YOUR GOAL: Count the lines in the material below that contain the string "ground", treating uppercase and lowercase as different, and give only that number.

BEGIN RECORDS PROVIDED

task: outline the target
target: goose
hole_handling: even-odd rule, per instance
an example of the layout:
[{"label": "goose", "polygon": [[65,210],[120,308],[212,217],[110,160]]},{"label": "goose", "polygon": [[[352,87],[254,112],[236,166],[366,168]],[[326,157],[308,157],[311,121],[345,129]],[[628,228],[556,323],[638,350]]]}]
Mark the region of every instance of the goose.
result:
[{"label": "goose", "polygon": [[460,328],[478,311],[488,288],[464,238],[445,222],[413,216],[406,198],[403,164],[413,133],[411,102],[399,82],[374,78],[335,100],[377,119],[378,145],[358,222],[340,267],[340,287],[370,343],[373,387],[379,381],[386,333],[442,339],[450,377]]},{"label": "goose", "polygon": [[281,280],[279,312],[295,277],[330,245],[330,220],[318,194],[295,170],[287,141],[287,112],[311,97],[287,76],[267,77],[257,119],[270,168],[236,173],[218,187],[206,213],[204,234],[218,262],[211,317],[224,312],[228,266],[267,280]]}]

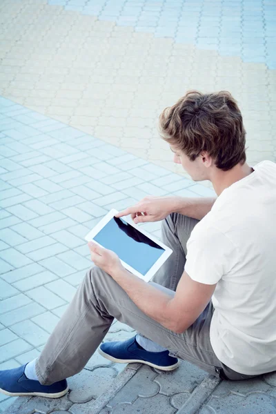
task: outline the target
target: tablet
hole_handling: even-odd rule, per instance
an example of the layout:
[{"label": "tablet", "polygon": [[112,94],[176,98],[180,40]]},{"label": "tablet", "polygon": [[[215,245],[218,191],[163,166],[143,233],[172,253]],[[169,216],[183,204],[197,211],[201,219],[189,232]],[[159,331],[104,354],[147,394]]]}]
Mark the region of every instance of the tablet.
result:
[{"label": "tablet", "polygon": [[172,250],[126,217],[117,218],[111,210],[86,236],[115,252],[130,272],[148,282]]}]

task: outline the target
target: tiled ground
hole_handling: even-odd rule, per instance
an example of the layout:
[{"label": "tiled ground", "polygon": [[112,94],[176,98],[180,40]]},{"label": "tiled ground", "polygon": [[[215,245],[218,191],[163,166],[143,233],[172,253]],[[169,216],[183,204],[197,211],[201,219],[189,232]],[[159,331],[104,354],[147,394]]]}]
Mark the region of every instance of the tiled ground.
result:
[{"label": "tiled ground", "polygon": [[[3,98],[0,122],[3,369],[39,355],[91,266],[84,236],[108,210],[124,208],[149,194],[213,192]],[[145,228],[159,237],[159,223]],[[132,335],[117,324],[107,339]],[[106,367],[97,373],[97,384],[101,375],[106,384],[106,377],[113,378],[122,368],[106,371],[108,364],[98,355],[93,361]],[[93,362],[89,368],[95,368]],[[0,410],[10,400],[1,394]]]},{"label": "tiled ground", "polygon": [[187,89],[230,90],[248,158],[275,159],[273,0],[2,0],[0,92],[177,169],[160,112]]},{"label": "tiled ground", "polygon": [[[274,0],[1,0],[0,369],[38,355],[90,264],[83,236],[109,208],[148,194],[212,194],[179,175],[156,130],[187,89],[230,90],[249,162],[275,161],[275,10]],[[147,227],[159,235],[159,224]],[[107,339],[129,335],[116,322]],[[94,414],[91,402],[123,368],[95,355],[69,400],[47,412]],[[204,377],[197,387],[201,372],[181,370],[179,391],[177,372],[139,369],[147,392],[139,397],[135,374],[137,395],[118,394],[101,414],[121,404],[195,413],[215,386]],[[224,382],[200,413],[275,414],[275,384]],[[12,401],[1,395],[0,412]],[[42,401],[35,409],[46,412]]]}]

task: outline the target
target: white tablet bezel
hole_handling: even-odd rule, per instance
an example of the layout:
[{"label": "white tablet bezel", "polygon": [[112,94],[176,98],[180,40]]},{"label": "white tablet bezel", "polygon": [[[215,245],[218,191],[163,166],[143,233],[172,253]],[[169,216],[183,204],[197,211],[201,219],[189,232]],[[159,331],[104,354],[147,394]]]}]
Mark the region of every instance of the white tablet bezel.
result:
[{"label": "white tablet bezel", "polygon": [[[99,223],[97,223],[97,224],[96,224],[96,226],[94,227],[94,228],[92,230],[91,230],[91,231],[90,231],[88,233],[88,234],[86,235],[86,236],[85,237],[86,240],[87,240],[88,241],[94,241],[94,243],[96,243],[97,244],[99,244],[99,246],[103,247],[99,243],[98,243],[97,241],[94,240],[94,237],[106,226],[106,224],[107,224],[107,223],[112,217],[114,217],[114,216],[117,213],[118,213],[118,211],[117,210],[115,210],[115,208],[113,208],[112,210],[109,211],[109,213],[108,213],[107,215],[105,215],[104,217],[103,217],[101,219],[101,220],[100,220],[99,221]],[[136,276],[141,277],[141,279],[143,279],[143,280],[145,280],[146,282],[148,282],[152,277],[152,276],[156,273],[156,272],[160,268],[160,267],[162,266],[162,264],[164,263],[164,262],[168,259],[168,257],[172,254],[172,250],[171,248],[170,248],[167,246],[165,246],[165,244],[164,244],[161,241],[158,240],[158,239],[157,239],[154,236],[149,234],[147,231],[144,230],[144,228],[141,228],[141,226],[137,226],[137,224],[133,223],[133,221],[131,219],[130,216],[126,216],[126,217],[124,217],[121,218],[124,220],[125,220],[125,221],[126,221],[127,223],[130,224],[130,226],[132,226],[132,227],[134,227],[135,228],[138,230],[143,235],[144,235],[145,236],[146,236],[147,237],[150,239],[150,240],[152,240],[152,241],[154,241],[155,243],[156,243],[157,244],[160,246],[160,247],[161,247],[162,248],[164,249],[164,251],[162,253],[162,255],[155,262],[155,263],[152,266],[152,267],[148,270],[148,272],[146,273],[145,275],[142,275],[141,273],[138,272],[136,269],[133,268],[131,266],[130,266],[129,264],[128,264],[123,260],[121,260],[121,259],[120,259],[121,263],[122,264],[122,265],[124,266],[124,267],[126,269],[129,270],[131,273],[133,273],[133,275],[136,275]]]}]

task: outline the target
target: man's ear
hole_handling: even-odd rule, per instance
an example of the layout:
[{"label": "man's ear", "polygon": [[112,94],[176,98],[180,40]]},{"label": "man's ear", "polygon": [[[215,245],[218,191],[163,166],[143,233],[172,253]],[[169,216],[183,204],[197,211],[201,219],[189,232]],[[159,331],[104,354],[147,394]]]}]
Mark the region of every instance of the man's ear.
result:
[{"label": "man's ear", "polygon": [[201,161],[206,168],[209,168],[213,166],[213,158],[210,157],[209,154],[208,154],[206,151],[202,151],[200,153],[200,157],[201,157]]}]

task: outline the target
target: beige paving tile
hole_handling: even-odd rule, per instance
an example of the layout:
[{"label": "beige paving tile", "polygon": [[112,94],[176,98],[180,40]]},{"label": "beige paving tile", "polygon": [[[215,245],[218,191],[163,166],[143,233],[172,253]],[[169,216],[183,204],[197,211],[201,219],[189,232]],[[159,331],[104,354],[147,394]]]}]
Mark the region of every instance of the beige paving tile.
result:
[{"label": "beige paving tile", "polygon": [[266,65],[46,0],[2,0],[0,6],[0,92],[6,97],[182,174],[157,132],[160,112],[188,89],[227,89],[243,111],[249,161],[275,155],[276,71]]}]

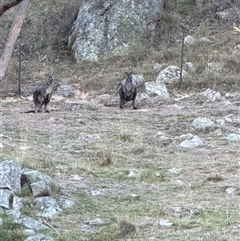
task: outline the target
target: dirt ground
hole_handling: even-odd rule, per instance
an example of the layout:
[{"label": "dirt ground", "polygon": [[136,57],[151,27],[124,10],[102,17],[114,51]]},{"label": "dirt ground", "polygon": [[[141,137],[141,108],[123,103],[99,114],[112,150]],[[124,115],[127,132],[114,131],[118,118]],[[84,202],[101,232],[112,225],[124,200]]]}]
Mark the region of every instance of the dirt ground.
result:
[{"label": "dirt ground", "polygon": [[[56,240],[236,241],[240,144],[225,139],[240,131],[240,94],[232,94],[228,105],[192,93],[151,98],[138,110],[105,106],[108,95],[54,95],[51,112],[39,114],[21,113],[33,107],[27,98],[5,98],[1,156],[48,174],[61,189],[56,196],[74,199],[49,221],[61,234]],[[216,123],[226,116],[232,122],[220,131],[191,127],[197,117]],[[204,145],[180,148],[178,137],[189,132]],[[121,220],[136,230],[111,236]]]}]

END RECORDS PROVIDED

CORRECT OUTPUT: 8